Format the lines in the listing below as a numbered list, leaving out any blank lines.

Begin Dataset content

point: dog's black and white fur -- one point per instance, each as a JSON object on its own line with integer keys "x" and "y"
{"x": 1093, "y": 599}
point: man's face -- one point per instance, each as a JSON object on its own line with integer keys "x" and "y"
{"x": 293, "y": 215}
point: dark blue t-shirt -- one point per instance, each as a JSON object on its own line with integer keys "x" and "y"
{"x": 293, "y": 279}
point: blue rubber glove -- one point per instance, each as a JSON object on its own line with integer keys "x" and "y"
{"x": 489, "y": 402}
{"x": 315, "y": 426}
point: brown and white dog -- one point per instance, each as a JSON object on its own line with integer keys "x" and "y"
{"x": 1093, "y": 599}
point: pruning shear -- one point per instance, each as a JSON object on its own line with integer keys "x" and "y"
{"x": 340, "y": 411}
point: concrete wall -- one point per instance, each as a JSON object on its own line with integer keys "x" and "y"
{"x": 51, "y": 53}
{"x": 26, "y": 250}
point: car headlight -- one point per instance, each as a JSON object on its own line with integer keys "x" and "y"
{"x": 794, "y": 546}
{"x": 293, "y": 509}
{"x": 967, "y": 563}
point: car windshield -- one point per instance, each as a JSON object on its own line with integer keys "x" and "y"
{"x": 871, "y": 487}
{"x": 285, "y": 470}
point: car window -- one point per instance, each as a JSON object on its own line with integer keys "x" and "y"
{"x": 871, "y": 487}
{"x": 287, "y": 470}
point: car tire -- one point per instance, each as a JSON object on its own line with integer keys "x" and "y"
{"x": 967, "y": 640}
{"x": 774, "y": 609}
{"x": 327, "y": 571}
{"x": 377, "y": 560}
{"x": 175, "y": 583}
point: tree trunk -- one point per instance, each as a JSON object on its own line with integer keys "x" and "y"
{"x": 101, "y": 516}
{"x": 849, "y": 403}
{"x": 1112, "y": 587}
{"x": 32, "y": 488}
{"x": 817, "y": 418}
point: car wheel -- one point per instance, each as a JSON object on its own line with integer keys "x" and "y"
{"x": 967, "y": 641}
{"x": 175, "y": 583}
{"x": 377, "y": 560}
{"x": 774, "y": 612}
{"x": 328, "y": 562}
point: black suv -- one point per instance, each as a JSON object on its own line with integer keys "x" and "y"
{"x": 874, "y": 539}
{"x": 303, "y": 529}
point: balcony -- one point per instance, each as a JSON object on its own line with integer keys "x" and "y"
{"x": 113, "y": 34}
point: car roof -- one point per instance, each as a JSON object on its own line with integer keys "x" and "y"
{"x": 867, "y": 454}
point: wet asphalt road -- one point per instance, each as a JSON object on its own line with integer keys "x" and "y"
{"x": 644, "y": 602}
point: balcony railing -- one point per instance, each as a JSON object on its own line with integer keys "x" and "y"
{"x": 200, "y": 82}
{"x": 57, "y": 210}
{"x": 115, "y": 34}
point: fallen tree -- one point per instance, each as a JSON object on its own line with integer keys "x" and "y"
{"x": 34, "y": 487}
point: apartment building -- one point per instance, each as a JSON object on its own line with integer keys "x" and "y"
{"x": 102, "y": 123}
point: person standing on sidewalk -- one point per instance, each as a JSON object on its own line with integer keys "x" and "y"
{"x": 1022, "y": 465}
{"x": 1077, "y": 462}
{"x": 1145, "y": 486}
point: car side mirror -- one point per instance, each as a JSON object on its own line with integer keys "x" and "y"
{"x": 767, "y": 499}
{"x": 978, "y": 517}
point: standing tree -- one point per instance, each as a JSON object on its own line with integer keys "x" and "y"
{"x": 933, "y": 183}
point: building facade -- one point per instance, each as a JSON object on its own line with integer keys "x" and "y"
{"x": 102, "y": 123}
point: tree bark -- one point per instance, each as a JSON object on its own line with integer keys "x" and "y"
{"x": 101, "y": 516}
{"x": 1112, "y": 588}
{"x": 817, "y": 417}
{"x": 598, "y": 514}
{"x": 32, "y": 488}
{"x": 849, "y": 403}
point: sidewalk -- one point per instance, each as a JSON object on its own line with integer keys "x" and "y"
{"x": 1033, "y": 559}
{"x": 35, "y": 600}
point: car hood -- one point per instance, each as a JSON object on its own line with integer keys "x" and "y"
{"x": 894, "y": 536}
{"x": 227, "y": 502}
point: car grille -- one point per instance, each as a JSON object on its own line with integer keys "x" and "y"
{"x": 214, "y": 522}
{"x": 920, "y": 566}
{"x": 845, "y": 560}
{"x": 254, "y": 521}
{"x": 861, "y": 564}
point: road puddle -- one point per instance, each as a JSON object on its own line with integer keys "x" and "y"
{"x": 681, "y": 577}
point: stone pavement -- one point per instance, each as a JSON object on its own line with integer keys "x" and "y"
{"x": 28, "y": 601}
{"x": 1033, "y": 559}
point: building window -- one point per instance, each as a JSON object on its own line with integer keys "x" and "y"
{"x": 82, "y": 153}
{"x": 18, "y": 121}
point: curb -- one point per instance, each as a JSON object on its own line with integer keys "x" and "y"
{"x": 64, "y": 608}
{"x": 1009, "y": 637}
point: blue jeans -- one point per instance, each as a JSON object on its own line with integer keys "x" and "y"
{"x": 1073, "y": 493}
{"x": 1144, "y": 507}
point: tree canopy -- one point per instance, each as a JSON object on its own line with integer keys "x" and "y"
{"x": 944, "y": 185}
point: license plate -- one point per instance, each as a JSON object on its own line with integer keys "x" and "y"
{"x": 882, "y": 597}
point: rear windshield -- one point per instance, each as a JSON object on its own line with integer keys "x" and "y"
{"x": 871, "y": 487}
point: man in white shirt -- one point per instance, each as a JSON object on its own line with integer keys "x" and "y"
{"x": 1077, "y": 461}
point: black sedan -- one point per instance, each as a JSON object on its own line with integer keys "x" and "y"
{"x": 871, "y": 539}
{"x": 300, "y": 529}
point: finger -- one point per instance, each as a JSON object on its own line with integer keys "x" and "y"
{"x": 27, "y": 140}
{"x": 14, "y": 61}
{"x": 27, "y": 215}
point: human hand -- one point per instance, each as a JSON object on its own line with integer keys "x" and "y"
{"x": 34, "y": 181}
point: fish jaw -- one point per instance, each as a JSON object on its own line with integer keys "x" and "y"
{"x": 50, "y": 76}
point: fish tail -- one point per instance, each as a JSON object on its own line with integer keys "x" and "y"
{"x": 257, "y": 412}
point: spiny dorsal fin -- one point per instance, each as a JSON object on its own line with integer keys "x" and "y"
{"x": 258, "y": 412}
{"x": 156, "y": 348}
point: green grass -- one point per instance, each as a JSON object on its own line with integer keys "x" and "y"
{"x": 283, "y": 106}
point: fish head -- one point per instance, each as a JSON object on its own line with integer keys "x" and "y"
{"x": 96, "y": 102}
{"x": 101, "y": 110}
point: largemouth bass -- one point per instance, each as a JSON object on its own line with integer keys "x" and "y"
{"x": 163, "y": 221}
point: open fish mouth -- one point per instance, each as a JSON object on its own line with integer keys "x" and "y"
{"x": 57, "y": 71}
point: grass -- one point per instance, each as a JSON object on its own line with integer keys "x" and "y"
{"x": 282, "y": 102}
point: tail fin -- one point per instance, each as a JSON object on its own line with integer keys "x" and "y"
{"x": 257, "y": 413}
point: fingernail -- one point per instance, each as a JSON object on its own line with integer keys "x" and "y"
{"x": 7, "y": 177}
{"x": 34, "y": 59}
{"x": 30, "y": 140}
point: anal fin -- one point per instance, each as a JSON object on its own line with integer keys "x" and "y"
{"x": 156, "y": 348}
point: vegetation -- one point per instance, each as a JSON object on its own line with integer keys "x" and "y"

End Dataset content

**Result**:
1. point: dog's black and white fur -- one point per instance, each as a JSON object on its own line with integer keys "x" and "y"
2. {"x": 1093, "y": 599}
3. point: man's face -- one point per instance, each as a JSON object on its own line with integer keys "x" and "y"
4. {"x": 293, "y": 215}
5. point: dark blue t-shirt -- one point per instance, each as a JSON object on its own line with integer keys "x" and "y"
6. {"x": 293, "y": 279}
7. point: blue rubber glove -- one point per instance, each as a JSON object on its own line with integer keys "x" and "y"
8. {"x": 489, "y": 402}
9. {"x": 315, "y": 426}
10. point: brown and white dog -- one point per instance, each as a JSON object on its own line with integer keys "x" and "y"
11. {"x": 1093, "y": 599}
12. point: pruning shear -- one point per instance, each as a JSON object on its own line with integer keys "x" and "y"
13. {"x": 340, "y": 411}
14. point: concrete wall -- one point per instance, each as a JSON object on its own line with integer keys "x" and "y"
15. {"x": 51, "y": 53}
16. {"x": 26, "y": 250}
17. point: car headlight -- one point per instance, each as a JSON object on its own line with integer keys "x" and "y"
18. {"x": 794, "y": 546}
19. {"x": 293, "y": 509}
20. {"x": 967, "y": 563}
21. point: car windshield -- one point per instance, each as a JSON object on its own line with integer keys "x" and "y"
22. {"x": 871, "y": 487}
23. {"x": 285, "y": 470}
24. point: car window -- one point per instance, each as a JSON object on its own line with integer keys "x" and "y"
25. {"x": 871, "y": 487}
26. {"x": 287, "y": 470}
27. point: car tire -- one point per instance, each as a JSON object on its own line with integer keys "x" and "y"
28. {"x": 967, "y": 640}
29. {"x": 774, "y": 609}
30. {"x": 327, "y": 571}
31. {"x": 377, "y": 560}
32. {"x": 175, "y": 583}
33. point: tree trunk -- one point per instance, each as a JSON object on its own line with integer keys "x" and "y"
34. {"x": 101, "y": 516}
35. {"x": 849, "y": 403}
36. {"x": 1112, "y": 587}
37. {"x": 32, "y": 488}
38. {"x": 817, "y": 418}
39. point: car wheel -- one point per instance, each as a JSON object on its own line with integer keys "x" and "y"
40. {"x": 967, "y": 641}
41. {"x": 175, "y": 583}
42. {"x": 377, "y": 560}
43. {"x": 774, "y": 612}
44. {"x": 328, "y": 562}
45. point: black suv -- one point per instance, each as a JSON object on its own line with integer keys "x" and "y"
46. {"x": 874, "y": 539}
47. {"x": 303, "y": 529}
48. point: balcony -- one point per instance, each as a JSON object on its own line with integer keys "x" and "y"
49. {"x": 113, "y": 34}
50. point: car roof -- one point per instance, each as a JSON object on its own line with integer keys "x" and "y"
51. {"x": 867, "y": 454}
52. point: wet asphalt road -- one point per instance, each as a JSON object on its own line with integer keys "x" and "y"
53. {"x": 644, "y": 602}
54. point: balcony railing -- one point per instance, each as a JSON object on its own line with integer keys "x" and "y"
55. {"x": 200, "y": 82}
56. {"x": 57, "y": 210}
57. {"x": 115, "y": 34}
58. point: fallen tree -- one point per instance, each as a JSON object on its own line with integer keys "x" and "y"
59. {"x": 34, "y": 487}
60. point: apartment building -- one point per instance, each as a JSON object on its own line with integer keys "x" and "y"
61. {"x": 102, "y": 123}
62. point: person standing on sidewalk -- one point per instance, each as a JSON object on its own line with integer keys "x" and "y"
63. {"x": 1022, "y": 465}
64. {"x": 1077, "y": 462}
65. {"x": 1145, "y": 486}
66. point: car side mirror -- one point per instance, each as a JSON object on its own line with integer keys "x" and "y"
67. {"x": 767, "y": 499}
68. {"x": 978, "y": 517}
69. point: standing tree -- one point per instance, each as a JSON object on its own line with integer keys "x" and "y"
70. {"x": 933, "y": 183}
71. point: building facade -- one point per instance, each as a JSON object on its own line with integer keys "x" and "y"
72. {"x": 102, "y": 123}
73. point: tree bark -- one point per instance, each as a JSON object on its own line with integer keys "x" and "y"
74. {"x": 101, "y": 516}
75. {"x": 1112, "y": 588}
76. {"x": 817, "y": 417}
77. {"x": 598, "y": 514}
78. {"x": 32, "y": 488}
79. {"x": 849, "y": 403}
80. point: sidewalk -- one point per instance, each as a JSON object on its own line with integer keys "x" and "y"
81. {"x": 1033, "y": 559}
82. {"x": 35, "y": 600}
83. point: car hood -- one point per instance, each as a JSON object on its own line with integer keys "x" and "y"
84. {"x": 894, "y": 536}
85. {"x": 227, "y": 502}
86. point: car grille -- one point per instance, each as a JSON object on its own line with integer keys "x" and "y"
87. {"x": 214, "y": 522}
88. {"x": 920, "y": 566}
89. {"x": 845, "y": 560}
90. {"x": 254, "y": 521}
91. {"x": 861, "y": 564}
92. point: road puddle -- one point per instance, each as a JSON object on its own line with integer keys "x" and "y"
93. {"x": 681, "y": 577}
94. point: stone pavement -- one point per instance, each as a JSON object on its own line with integer keys "x" and "y"
95. {"x": 28, "y": 601}
96. {"x": 1033, "y": 559}
97. point: building window -- one point per instance, each as a JSON object on its own line with integer keys "x" and "y"
98. {"x": 82, "y": 153}
99. {"x": 18, "y": 121}
100. point: curb -- one point per instance, each as a JSON object on its own line with integer keys "x" and "y"
101. {"x": 64, "y": 608}
102. {"x": 1009, "y": 637}
103. point: blue jeans -- one point per instance, each as a JSON object on its own line with integer keys "x" and "y"
104. {"x": 1073, "y": 493}
105. {"x": 1144, "y": 507}
106. point: tree canopy -- one point per instance, each as a JSON object on its own line with integer keys "x" and "y"
107. {"x": 944, "y": 185}
108. point: license plate -- one point per instance, each as a JSON object on its own line with integer keys "x" and "y"
109. {"x": 882, "y": 597}
110. point: rear windshield -- one point per instance, each as a JSON object on its own line with integer keys "x" and "y"
111. {"x": 871, "y": 487}
112. point: man in white shirt -- one point per instance, each as a JSON object on its own line with integer keys "x" and "y"
113. {"x": 1077, "y": 461}
114. point: black sedan -- one point per instance, each as a JSON object on its own line with integer keys "x" and "y"
115. {"x": 871, "y": 539}
116. {"x": 300, "y": 529}
117. point: finger -- one point per instance, each as a JSON object on its own line with integer keys "x" and "y"
118. {"x": 27, "y": 140}
119. {"x": 14, "y": 61}
120. {"x": 27, "y": 215}
121. point: human hand -- one point per instance, each as a JSON object on its own line with integer keys "x" and "y"
122. {"x": 34, "y": 181}
123. point: fish jaw -- one point per instance, each as a JSON object on its own line with integer keys "x" and "y"
124. {"x": 50, "y": 76}
125. point: fish tail -- one point per instance, each as a JSON object on its own line with integer keys "x" and "y"
126. {"x": 257, "y": 412}
127. point: spiny dorsal fin -- one point per instance, each as a JSON object on its own line with integer keys "x" and "y"
128. {"x": 258, "y": 412}
129. {"x": 156, "y": 348}
130. point: green grass -- one point per instance, each as a JSON object on its own line with integer keys "x" and "y"
131. {"x": 283, "y": 106}
132. point: fish head -- one point per instance, each as a JSON object on its own line with integer keys "x" and "y"
133. {"x": 96, "y": 102}
134. {"x": 101, "y": 110}
135. point: largemouth bass -- one point per instance, each as a JSON object on its own line with integer keys "x" and "y"
136. {"x": 163, "y": 221}
137. point: open fish mouth -- one point per instance, each as a JSON object on its own line with integer keys "x" and "y"
138. {"x": 57, "y": 71}
139. point: grass -- one point per instance, each as a JSON object on its own line with integer keys "x" and "y"
140. {"x": 282, "y": 102}
141. point: tail fin -- one point per instance, each as a JSON object on its own line with integer keys "x" and "y"
142. {"x": 257, "y": 413}
143. point: fingernail -- one point per instance, each as a JSON object on its own line with integer keys "x" and "y"
144. {"x": 7, "y": 177}
145. {"x": 34, "y": 59}
146. {"x": 30, "y": 140}
147. point: anal fin -- one point per instance, each as a JSON object on its own line with integer keys "x" and "y"
148. {"x": 156, "y": 348}
149. point: vegetation -- one point per instance, each as a JSON object on its own line with integer keys "x" and "y"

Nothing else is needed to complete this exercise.